**SELECTED TEXT:**
The Matchbook Diaries

There is No Trespass Recovery Blog Day 7 plus Fort Pitt Brewers Beer in Keglined Cans Pittsburgh Pennsylvania Matchbook

Self-defense doesn’t actually add to my value.  Insisting that someone yield to me on the sidewalk, or whilst driving, or in a queue, these offensive moves do not actually accumulate the feeling of value I mean for them to purchase for me.  Victims are very vulnerable to this mistaken form of adding value.

As a victim I am quickly offended.  I imagine myself very grown up in standing up for myself no matter the circumstances.  I don’t want to seem weak.  I won’t submit to anyone.  I’m not going to be raped, again.  Her I am, running through life pointing fingers, whining, accusing, gleefully cataloging offenses, spending hours, days, years composing the perfect litany of arguments in my head; I’m common, bored, and boring, certainly angry, and worst of all, I’m failing to live.  (Billy Joel’s Angry Young Man song)

All of my justifiable indignation and entitled behavior is my effort at redeeming the value that I thought I lost when I became a porn star at the age of 3.  What I am doing, anytime I defend my self, is hurting my soul.  It’s just anger in a different form, this need to defend.  Self-defense accomplishes one thing – it fills your life with conflict.

My soul lost no value that first night when I was 3.  My unblemished soul walked out of my childhood with me, safe.  My soul never felt fear, never felt small, never felt anything but the intense attachment it will always have to God.

In order for my soul to be safe forever I have to starve the alpha predator of my self. All emotional and social self-defense (and most fiscal defense) is at the expense of the soul.  I cannot permit self defense because I need to avoid the ultimate consequence of a lifetime of angry self-defense: hell.  That’s the place where my soul begins to feel, begins to suffer.  I don’t want to know that place where God is not.

The crucifixion image, a naked man hanging, in public, condemned, mocked, betrayed, and abandoned, is the perfect image of humiliated helplessness.  This is the victim’s worst nightmare.  We already know how that feels.  My own physical, social, and emotional helplessness is a perfect visual in my minds’ eye.  One of the most hair-raising details I recalled many years ago is that, nightly as I get into bed, I involuntarily raise my pelvis upward to facilitate things (that would about to be done to me).

**WORK TO DO:**
1. According to the recovery blog post, what is the one thing self-defense accomplishes?
2. Update everything in the recovery blog post from "As a victim" down to "Young Man song)", putting "insulted" in place of "offended".
The listing is separate material, unrelated to the recovery blog post.

**DATA:**
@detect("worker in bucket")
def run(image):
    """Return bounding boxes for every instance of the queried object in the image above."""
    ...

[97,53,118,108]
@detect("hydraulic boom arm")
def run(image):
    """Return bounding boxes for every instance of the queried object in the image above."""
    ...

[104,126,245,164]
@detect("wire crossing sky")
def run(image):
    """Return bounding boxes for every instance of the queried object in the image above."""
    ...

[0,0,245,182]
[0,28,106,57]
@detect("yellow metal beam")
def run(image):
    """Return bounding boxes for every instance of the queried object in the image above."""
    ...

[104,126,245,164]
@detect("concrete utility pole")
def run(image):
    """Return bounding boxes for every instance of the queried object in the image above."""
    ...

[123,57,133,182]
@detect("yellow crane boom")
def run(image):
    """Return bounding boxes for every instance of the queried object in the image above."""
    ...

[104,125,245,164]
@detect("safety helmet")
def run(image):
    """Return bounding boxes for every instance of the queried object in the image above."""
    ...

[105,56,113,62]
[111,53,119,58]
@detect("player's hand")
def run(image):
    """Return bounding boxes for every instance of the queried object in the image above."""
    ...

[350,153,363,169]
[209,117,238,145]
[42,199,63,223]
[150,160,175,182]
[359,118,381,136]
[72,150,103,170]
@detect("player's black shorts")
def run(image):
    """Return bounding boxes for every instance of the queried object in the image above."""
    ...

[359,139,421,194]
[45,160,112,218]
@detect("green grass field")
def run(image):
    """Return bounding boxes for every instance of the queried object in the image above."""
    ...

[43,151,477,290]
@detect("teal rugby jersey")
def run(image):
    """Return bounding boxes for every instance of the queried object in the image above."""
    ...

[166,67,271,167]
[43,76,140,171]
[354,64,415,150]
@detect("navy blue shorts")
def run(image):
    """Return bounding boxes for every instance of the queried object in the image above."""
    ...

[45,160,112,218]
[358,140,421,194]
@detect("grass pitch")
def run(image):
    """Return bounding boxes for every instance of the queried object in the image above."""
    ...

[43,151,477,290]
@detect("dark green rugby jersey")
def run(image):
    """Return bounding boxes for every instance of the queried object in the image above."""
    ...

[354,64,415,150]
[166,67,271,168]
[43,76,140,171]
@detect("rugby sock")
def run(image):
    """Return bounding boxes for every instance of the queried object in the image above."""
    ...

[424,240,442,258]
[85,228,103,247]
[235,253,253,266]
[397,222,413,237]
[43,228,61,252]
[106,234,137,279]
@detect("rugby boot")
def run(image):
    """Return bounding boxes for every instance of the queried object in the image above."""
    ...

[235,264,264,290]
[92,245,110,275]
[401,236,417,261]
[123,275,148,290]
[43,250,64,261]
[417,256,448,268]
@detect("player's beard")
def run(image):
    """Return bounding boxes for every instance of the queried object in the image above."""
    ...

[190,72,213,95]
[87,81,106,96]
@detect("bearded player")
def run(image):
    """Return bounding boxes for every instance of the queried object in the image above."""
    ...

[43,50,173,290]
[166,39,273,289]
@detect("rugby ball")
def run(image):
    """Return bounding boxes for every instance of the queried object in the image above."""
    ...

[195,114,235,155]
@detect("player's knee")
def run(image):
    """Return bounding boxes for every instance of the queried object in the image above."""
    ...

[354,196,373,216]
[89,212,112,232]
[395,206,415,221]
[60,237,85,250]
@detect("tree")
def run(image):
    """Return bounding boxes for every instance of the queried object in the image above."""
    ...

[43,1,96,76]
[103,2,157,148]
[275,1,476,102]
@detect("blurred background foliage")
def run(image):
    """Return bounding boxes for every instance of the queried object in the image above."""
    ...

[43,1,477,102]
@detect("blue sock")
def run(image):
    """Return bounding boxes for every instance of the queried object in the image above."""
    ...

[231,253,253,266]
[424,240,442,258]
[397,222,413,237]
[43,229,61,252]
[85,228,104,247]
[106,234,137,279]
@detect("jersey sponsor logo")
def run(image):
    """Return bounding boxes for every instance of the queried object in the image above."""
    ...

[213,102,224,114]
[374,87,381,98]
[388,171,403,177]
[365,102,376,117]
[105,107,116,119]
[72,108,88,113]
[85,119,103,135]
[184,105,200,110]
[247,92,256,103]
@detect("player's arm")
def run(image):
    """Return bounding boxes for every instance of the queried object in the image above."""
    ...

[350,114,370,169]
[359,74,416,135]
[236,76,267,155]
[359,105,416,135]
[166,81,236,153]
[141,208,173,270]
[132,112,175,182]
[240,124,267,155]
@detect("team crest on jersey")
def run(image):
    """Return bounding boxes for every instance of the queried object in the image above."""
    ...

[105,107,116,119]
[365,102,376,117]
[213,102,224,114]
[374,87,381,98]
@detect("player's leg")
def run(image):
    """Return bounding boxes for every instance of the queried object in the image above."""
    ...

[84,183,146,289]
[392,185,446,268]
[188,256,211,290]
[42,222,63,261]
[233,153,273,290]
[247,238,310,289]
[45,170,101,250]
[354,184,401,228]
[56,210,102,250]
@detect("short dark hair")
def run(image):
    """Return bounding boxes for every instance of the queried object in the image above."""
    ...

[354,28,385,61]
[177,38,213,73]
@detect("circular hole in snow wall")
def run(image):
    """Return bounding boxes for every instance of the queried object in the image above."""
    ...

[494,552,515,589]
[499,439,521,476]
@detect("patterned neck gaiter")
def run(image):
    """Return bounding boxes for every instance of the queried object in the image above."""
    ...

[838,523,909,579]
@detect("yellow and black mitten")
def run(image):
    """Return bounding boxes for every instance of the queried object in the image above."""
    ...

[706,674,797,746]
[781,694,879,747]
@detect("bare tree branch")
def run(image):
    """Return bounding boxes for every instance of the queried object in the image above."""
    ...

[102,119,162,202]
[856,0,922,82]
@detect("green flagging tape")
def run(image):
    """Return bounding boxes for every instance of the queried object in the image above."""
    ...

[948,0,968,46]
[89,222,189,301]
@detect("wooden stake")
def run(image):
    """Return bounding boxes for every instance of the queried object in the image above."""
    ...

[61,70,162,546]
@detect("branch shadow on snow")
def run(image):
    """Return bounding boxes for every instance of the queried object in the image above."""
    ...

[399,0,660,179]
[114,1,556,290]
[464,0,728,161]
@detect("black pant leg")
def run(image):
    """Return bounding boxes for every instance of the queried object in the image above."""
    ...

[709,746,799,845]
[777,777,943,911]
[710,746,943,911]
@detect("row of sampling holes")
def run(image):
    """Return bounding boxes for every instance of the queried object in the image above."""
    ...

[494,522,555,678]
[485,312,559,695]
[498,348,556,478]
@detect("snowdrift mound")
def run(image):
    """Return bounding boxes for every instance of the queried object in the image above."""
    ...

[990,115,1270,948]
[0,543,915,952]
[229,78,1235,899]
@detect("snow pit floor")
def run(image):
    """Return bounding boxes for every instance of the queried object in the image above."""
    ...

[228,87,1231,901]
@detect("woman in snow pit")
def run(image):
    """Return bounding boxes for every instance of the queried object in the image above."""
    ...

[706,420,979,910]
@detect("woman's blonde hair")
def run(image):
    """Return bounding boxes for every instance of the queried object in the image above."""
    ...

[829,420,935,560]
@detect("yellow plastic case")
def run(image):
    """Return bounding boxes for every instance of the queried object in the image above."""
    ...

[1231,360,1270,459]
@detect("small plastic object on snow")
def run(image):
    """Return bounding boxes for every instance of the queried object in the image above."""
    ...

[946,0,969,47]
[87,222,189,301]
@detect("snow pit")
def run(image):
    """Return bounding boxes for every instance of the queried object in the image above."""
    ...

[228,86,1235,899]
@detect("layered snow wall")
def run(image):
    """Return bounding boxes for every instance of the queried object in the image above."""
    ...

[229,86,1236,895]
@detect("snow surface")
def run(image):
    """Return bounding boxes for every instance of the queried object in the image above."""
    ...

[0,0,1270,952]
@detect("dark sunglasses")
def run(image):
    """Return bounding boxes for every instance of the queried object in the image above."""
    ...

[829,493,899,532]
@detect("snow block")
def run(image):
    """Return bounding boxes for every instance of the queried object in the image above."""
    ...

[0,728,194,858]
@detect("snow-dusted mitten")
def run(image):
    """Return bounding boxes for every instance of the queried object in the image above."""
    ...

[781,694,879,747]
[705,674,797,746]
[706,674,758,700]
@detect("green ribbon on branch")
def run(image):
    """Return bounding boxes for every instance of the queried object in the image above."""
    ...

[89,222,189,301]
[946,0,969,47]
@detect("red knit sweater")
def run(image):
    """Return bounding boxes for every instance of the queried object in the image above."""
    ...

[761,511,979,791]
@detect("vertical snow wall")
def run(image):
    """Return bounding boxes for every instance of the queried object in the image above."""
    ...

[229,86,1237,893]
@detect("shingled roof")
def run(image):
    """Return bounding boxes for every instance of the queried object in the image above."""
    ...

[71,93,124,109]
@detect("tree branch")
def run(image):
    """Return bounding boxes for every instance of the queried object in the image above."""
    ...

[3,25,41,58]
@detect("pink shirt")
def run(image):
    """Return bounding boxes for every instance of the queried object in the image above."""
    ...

**TASK RESULTS:**
1. It fills your life with conflict.

2.
As a victim I am quickly insulted.  I imagine myself very grown up in standing up for myself no matter the circumstances.  I don’t want to seem weak.  I won’t submit to anyone.  I’m not going to be raped, again.  Her I am, running through life pointing fingers, whining, accusing, gleefully cataloging offenses, spending hours, days, years composing the perfect litany of arguments in my head; I’m common, bored, and boring, certainly angry, and worst of all, I’m failing to live.  (Billy Joel’s Angry Young Man song)